What is required: Scan the lines below for the word "outcrop". Copy each line you find it in.

(Stored data entries)
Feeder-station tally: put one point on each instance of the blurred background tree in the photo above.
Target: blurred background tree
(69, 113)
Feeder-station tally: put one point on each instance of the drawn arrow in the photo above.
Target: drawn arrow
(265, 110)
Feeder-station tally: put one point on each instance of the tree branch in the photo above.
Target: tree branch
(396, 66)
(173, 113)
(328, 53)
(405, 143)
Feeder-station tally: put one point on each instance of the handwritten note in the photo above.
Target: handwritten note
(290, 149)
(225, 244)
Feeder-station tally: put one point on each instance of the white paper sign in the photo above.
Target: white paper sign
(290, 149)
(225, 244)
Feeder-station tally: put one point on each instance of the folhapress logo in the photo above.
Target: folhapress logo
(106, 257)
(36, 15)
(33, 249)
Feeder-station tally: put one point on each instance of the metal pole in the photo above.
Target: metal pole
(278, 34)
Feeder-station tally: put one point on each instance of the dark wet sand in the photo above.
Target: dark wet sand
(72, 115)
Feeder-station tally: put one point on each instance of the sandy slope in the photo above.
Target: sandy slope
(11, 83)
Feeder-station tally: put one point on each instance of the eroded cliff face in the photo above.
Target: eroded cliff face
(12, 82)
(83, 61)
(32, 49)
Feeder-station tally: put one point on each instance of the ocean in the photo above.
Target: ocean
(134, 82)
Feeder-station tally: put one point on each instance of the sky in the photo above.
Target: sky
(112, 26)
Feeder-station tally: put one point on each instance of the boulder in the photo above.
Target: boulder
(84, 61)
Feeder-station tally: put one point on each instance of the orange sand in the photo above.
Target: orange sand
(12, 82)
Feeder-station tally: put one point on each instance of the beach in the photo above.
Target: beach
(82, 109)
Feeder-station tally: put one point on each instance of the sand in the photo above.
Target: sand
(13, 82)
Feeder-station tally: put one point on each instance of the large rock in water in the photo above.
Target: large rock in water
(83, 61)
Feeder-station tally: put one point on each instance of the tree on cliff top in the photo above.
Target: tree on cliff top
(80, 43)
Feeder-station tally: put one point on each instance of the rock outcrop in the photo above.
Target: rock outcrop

Response to the task:
Feeder-station tally: put one point on each instance of the rock outcrop in the photo above.
Target: rock outcrop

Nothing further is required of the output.